Required work » Exactly the lines from the start of the data below through the line that contains "box: [602, 746, 723, 1017]" are to be copied, with pictures left out.

━━━━━ Exercise data ━━━━━

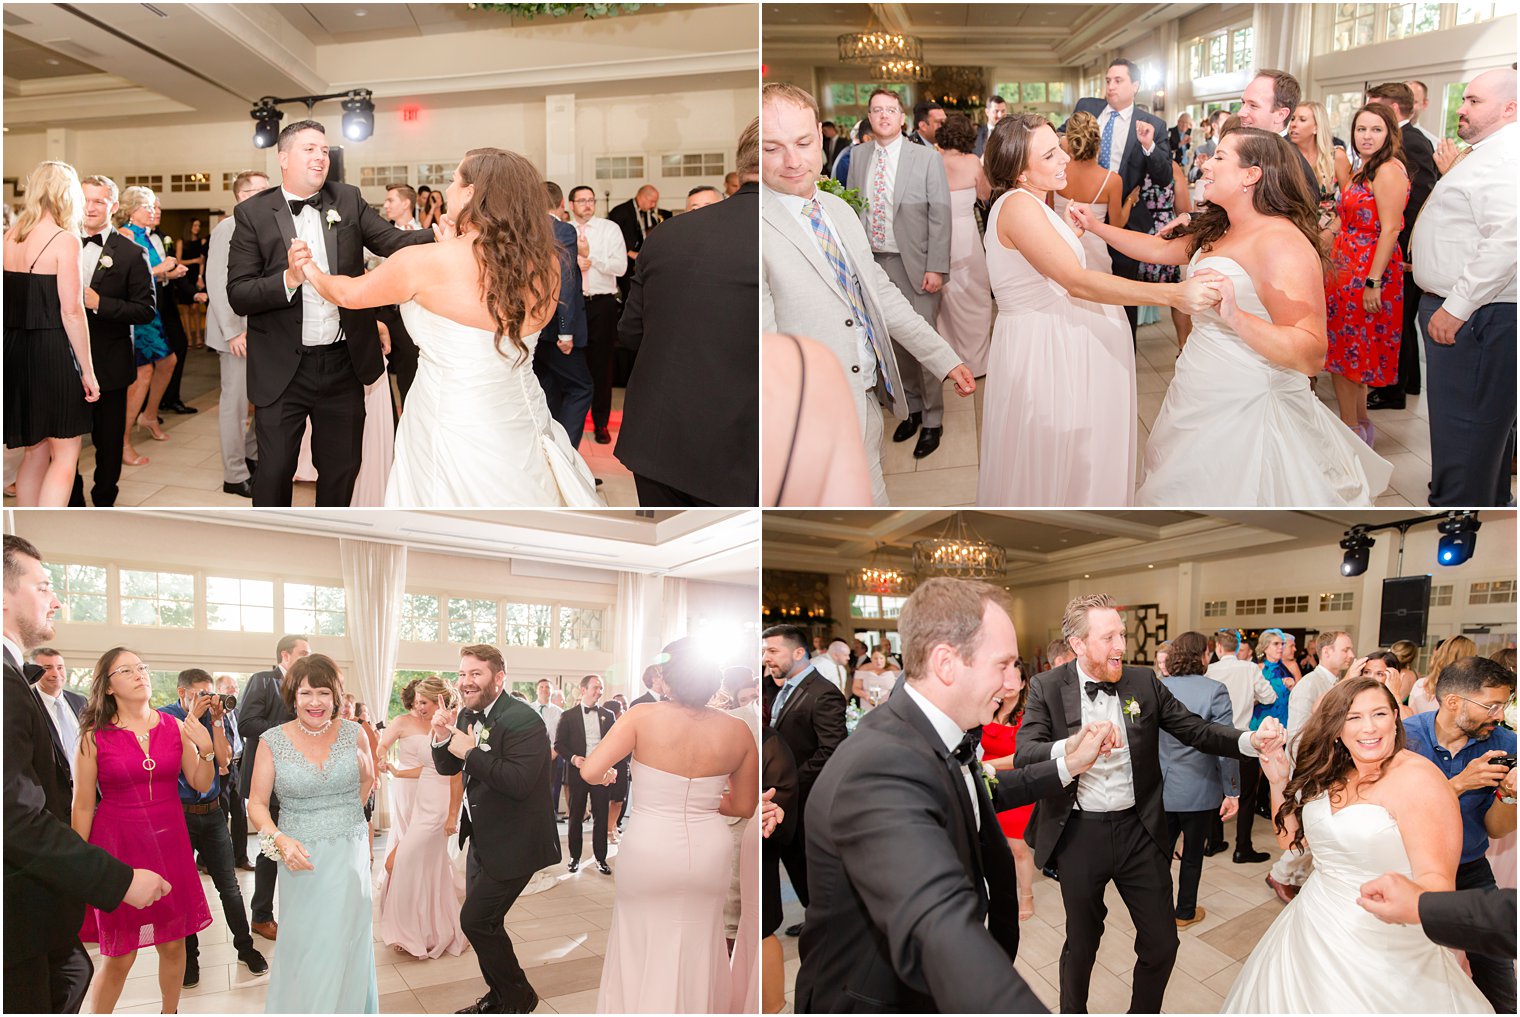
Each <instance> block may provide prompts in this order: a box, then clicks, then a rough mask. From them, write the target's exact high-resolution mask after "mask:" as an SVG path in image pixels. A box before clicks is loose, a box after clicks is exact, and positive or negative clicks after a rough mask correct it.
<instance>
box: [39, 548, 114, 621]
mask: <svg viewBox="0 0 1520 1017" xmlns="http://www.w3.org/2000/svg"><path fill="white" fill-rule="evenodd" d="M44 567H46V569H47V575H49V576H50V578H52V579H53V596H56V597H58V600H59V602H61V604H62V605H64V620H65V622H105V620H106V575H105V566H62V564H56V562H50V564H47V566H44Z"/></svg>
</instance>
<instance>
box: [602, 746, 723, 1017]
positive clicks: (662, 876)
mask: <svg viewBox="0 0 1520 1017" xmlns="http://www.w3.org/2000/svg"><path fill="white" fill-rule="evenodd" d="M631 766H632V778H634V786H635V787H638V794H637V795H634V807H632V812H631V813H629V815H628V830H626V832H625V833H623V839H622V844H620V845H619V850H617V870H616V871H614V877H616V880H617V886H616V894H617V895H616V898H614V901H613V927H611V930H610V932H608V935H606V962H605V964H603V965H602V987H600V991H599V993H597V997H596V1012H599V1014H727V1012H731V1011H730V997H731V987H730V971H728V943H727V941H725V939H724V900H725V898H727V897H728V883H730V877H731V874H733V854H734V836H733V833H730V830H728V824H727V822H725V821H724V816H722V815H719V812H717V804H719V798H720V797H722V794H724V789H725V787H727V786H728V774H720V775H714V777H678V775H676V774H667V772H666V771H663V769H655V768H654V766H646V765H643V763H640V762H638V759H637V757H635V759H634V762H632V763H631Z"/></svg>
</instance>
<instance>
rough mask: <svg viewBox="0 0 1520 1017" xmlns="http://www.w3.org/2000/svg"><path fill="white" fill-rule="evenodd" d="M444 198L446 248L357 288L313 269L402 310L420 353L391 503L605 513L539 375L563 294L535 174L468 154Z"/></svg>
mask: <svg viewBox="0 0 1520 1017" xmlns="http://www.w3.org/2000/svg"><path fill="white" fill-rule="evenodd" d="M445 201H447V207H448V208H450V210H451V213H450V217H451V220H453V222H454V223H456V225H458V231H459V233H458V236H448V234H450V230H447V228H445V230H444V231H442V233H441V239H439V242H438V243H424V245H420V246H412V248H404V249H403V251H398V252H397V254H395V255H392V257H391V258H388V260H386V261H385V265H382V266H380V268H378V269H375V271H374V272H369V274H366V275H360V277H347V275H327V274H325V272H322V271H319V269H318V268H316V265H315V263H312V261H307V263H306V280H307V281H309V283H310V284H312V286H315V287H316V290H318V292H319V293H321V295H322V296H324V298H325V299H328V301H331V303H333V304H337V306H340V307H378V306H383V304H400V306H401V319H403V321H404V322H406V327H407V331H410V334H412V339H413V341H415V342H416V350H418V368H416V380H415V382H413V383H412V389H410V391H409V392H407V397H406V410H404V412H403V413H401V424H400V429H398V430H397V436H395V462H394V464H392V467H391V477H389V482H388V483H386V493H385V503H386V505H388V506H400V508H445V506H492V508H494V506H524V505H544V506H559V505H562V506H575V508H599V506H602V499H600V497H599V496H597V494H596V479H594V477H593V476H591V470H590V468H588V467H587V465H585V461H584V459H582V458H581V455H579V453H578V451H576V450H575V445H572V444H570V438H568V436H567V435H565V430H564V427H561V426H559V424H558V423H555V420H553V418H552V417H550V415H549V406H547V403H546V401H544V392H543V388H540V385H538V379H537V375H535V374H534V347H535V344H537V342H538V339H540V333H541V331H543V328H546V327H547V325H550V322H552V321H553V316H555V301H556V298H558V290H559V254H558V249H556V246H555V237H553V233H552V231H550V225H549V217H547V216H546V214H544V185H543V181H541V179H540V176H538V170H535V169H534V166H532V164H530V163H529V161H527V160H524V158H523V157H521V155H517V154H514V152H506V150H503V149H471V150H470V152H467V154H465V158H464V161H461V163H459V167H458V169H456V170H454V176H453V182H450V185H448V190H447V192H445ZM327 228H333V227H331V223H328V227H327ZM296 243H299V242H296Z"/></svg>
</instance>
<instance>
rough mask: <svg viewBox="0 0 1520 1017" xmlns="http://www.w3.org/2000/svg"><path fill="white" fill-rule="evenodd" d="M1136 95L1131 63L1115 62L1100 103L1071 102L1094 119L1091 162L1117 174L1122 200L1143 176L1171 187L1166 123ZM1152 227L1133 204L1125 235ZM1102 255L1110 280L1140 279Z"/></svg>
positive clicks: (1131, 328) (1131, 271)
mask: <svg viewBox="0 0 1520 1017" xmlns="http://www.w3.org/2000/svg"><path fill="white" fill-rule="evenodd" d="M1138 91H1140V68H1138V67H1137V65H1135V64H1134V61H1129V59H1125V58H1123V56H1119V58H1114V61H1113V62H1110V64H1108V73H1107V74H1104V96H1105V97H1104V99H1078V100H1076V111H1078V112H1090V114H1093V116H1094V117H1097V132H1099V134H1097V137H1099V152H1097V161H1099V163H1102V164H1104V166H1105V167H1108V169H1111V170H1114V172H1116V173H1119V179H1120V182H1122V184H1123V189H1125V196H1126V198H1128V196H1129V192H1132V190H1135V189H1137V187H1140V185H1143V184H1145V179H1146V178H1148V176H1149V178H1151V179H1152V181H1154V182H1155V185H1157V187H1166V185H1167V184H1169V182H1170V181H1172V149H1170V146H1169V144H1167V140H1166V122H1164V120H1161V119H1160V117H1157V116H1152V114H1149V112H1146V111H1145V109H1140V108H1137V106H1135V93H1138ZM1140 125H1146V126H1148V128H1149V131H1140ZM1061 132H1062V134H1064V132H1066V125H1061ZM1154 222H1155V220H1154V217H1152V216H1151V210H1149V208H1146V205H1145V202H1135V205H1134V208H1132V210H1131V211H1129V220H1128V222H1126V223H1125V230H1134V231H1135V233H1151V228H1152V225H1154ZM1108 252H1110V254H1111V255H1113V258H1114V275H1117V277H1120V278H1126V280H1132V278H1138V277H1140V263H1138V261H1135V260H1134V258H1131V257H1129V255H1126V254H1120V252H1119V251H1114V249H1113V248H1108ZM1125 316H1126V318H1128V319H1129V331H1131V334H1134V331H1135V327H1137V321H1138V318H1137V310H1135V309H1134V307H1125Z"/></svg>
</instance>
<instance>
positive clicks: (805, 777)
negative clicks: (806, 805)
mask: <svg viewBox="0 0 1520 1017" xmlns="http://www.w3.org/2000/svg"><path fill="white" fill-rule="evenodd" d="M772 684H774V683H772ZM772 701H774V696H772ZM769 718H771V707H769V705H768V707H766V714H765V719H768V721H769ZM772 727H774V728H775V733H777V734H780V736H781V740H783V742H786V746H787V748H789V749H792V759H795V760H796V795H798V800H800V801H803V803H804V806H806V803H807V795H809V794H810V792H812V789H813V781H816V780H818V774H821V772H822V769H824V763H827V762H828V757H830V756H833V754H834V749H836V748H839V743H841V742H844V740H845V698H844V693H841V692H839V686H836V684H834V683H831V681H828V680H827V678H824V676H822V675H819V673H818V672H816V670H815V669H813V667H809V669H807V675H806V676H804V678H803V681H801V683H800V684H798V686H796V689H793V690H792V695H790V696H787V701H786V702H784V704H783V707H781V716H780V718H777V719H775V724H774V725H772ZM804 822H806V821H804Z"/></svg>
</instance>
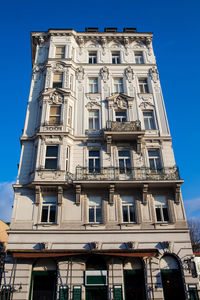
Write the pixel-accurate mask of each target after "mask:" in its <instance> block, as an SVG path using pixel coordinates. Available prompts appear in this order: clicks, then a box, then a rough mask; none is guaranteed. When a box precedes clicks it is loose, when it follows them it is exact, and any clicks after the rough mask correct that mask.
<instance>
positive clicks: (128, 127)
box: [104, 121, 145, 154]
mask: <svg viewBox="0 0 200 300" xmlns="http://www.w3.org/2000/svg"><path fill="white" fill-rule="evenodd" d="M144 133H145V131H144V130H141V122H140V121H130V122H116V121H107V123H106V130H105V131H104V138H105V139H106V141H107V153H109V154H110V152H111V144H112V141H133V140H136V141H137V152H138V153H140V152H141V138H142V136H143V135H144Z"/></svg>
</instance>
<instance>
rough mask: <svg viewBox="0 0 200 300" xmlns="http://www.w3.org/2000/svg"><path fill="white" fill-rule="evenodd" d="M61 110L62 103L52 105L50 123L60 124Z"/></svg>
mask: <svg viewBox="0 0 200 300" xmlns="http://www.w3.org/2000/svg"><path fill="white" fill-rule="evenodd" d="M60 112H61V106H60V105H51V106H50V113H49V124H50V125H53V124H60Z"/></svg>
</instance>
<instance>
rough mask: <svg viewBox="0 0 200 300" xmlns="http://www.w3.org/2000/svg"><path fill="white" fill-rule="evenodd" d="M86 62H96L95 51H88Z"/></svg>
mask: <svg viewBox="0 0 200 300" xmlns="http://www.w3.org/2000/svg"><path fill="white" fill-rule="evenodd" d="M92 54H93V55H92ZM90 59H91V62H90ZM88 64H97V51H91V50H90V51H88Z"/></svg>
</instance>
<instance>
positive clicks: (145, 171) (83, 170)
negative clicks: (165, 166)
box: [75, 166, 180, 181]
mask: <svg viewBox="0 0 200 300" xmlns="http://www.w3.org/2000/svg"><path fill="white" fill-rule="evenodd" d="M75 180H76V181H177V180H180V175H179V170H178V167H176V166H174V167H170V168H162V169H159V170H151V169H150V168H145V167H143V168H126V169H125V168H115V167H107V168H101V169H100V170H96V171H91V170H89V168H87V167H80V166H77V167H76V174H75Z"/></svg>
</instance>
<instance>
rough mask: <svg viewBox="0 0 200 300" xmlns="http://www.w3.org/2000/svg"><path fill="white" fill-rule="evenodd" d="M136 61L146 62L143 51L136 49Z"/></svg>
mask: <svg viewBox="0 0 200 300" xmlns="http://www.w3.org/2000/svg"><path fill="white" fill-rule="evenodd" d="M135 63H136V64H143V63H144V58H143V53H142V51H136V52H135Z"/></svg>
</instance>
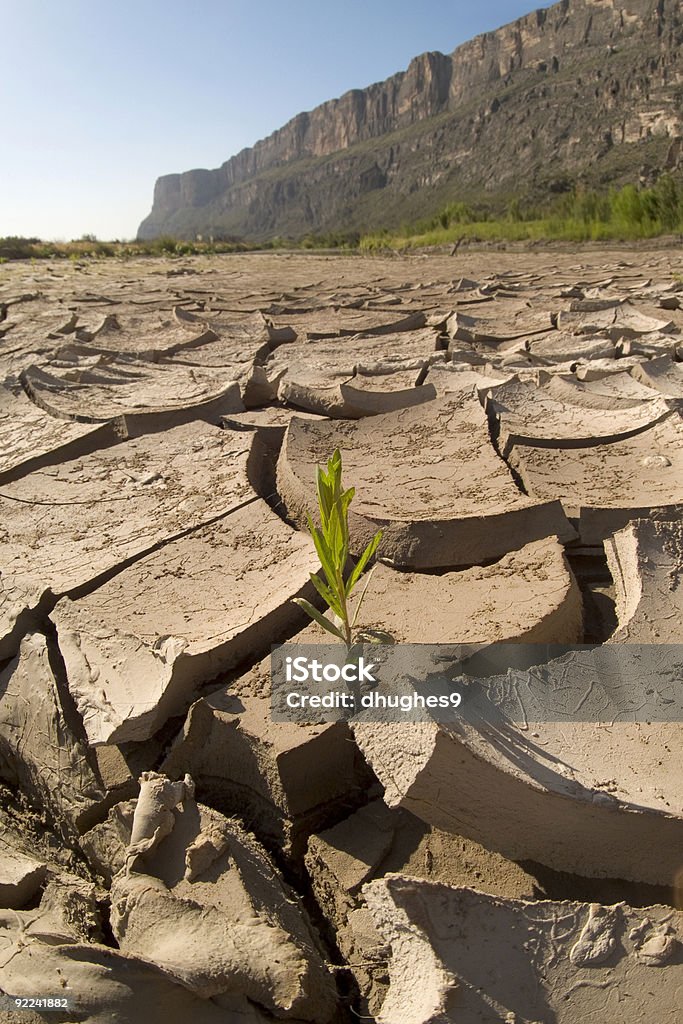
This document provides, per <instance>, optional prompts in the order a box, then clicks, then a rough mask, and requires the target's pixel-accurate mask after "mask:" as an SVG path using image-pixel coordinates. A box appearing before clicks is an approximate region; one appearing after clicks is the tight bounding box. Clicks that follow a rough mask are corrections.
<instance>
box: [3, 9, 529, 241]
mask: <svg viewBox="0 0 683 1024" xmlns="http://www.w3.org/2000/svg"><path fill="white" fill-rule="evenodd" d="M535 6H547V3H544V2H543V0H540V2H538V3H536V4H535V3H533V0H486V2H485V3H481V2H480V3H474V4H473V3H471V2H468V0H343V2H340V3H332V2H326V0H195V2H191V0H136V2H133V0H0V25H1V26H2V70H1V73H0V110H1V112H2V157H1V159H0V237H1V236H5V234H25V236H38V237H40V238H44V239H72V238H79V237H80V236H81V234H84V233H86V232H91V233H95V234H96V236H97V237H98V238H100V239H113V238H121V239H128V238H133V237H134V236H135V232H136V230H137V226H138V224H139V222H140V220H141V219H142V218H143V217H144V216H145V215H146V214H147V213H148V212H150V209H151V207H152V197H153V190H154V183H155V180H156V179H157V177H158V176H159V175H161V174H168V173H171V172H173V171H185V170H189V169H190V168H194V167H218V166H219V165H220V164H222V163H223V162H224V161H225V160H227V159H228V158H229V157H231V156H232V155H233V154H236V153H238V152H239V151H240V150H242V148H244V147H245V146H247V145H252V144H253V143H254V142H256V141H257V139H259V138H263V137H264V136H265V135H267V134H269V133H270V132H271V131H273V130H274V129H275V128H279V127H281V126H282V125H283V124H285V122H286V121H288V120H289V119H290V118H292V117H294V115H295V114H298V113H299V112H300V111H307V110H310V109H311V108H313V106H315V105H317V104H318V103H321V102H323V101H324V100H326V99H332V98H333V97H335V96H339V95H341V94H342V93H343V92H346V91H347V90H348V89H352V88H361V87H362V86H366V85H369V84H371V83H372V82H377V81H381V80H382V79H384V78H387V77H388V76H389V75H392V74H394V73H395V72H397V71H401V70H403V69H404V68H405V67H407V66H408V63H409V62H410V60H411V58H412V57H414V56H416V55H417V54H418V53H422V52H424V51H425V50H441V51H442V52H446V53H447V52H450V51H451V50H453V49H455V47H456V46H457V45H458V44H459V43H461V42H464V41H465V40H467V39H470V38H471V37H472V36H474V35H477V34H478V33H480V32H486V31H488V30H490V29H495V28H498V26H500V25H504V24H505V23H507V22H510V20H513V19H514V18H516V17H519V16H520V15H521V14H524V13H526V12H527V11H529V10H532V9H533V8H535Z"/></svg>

━━━━━

Task solution »
Each <instance> block may provide prompts in this order: a box, then clicks, then a rough mask. From them, write the target's exact high-resolution mask after "mask:" as an SVG path in image pixels. A box before clicks is loose, a box after clicks is exact, and positive or negative clicks after a rough mask correct it.
<instance>
box: [39, 548, 114, 621]
mask: <svg viewBox="0 0 1520 1017" xmlns="http://www.w3.org/2000/svg"><path fill="white" fill-rule="evenodd" d="M44 567H46V569H47V575H49V576H50V578H52V579H53V596H56V597H58V600H59V602H61V604H62V605H64V620H65V622H105V620H106V575H105V566H62V564H56V562H50V564H47V566H44Z"/></svg>
</instance>
<instance>
box: [602, 746, 723, 1017]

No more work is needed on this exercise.